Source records

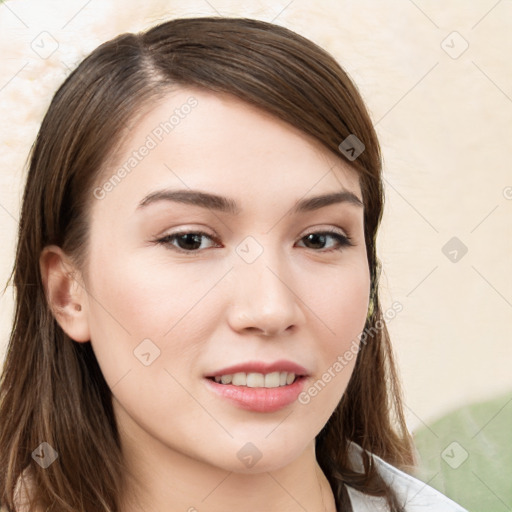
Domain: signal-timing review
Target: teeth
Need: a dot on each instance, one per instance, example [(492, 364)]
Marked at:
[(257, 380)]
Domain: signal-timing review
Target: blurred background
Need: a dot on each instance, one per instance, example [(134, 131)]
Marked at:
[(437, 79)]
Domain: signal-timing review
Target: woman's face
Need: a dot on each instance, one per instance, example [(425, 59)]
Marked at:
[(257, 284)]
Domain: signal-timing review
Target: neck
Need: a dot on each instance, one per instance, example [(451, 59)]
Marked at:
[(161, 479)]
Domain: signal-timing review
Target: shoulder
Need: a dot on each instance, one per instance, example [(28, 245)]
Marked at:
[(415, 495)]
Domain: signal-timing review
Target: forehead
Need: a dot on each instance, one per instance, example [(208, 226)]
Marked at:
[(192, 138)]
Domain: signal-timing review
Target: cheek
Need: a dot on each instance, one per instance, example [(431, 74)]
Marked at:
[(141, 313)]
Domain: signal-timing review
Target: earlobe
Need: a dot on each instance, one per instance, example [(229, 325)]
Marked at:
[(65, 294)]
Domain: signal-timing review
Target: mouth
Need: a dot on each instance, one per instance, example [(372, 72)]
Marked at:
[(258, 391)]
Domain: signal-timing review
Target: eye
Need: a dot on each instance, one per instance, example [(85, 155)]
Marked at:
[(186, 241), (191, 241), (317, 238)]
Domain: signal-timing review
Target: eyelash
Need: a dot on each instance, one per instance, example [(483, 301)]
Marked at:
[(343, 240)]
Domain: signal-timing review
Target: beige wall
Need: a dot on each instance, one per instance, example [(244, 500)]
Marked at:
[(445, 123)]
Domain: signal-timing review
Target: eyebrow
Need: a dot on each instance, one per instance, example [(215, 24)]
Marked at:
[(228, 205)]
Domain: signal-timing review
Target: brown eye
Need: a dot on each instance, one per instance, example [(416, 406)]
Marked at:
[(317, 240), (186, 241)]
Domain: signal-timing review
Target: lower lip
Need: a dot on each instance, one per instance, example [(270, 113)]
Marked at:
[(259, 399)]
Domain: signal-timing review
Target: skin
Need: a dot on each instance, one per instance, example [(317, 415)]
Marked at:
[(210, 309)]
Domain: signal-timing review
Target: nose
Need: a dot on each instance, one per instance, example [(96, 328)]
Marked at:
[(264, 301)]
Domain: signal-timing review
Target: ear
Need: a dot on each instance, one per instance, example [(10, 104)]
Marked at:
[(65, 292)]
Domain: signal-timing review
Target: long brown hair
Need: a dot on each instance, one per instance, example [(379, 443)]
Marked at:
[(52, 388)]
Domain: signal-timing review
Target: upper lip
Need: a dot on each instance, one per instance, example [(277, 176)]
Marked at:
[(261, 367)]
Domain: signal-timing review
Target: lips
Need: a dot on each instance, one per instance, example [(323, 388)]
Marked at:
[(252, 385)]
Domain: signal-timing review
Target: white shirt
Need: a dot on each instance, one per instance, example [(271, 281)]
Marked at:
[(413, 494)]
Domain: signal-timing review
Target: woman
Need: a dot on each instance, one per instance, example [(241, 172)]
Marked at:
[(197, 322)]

==

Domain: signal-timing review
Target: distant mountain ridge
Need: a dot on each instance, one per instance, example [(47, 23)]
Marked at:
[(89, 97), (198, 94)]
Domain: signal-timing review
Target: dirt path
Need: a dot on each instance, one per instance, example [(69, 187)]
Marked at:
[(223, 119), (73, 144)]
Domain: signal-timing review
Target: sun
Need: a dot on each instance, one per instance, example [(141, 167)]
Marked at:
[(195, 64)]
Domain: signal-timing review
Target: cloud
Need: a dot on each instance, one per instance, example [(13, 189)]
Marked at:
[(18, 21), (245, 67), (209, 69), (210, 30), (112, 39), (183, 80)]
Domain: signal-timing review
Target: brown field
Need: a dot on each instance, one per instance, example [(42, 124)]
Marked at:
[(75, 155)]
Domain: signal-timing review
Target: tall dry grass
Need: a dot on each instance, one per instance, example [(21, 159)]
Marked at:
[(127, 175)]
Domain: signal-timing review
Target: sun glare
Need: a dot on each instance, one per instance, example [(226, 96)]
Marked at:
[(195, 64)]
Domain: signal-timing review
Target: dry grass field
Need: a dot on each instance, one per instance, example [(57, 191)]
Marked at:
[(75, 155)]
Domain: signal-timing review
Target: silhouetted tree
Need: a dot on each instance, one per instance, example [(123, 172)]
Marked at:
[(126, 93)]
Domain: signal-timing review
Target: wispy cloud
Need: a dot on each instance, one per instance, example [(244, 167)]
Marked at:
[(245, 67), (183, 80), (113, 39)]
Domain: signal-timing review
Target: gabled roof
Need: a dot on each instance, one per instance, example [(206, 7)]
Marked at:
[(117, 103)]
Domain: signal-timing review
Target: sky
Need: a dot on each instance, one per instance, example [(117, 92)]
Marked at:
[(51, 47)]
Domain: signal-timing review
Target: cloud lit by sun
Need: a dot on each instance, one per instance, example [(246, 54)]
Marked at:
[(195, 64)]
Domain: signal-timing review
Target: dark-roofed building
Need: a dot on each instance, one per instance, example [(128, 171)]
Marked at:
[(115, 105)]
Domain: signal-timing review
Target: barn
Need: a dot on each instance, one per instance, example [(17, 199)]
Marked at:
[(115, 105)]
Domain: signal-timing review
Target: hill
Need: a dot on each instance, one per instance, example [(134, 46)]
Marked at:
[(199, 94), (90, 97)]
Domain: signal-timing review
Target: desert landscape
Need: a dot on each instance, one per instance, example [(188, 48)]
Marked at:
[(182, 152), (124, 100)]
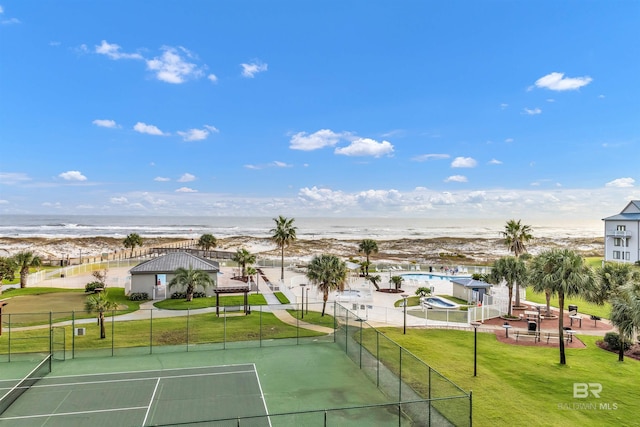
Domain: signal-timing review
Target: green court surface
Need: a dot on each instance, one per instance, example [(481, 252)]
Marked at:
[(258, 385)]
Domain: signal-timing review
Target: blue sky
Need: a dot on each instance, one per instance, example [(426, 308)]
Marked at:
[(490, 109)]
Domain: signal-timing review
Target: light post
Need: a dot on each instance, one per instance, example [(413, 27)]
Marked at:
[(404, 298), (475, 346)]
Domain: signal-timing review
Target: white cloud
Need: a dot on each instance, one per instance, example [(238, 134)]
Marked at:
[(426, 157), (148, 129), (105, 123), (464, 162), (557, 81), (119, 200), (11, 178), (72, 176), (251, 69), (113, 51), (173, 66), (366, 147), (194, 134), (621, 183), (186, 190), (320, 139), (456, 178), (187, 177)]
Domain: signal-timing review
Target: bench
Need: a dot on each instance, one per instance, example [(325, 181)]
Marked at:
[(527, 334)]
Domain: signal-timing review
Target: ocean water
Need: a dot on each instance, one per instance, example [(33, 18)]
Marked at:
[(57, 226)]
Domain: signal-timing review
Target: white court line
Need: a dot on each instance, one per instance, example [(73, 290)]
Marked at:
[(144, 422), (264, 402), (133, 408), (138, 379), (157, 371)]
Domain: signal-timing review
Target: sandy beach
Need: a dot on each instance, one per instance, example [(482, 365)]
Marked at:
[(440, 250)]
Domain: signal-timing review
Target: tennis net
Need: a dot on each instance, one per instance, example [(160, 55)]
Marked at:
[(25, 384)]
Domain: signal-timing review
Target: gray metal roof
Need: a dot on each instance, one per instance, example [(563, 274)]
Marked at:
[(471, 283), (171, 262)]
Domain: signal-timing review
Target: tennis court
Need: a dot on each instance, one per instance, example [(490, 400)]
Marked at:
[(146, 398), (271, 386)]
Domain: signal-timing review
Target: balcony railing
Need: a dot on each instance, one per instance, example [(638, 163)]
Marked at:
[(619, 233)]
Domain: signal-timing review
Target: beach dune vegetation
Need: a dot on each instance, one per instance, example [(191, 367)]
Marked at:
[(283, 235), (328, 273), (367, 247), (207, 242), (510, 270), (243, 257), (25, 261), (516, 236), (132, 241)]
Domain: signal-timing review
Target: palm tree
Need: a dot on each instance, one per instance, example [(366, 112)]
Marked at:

---

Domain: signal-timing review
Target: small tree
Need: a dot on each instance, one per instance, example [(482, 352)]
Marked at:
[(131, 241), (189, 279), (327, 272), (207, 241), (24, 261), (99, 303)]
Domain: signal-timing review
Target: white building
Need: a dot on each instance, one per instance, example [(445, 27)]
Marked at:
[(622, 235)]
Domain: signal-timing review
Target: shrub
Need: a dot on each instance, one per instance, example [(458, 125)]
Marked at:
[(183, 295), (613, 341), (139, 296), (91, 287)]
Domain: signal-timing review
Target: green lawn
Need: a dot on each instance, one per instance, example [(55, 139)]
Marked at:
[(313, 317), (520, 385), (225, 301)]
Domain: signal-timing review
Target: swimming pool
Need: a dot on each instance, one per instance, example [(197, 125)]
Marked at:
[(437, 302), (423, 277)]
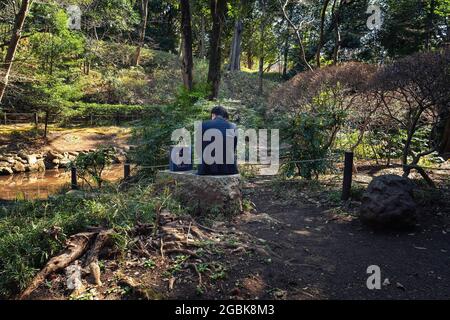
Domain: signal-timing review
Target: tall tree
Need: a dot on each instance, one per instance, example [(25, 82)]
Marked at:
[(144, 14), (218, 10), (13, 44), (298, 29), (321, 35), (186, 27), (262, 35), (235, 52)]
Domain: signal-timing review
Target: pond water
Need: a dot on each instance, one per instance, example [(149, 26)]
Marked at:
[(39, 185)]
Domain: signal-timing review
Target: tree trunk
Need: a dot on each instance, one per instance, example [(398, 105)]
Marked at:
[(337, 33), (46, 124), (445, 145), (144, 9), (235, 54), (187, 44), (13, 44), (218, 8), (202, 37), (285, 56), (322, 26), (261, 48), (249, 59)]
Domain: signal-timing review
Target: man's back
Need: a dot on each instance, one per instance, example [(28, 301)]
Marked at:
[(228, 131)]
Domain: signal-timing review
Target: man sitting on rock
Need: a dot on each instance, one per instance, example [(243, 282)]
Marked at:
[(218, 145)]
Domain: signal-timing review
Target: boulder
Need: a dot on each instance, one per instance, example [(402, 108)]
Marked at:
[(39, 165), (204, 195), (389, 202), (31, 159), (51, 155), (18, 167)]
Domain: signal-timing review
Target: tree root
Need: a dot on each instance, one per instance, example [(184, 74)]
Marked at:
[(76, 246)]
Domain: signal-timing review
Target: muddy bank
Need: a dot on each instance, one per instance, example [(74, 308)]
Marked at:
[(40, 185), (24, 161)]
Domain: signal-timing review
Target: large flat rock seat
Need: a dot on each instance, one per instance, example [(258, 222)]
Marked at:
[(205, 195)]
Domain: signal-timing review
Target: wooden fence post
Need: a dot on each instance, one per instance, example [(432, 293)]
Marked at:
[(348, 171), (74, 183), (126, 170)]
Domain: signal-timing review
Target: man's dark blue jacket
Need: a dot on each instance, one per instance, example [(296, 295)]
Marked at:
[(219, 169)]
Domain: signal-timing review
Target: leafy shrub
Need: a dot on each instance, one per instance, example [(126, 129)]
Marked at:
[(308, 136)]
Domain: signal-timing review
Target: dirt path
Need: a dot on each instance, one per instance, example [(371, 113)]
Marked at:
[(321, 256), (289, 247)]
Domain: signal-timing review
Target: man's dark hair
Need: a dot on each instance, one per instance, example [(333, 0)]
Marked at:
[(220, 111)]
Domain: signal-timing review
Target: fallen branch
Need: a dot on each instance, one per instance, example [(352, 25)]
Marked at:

### Request:
Pick out every line in the records above that contains the string "grass", and copy each of those lines. Case counts.

### The answer:
Target: tall dry grass
Target: dry grass field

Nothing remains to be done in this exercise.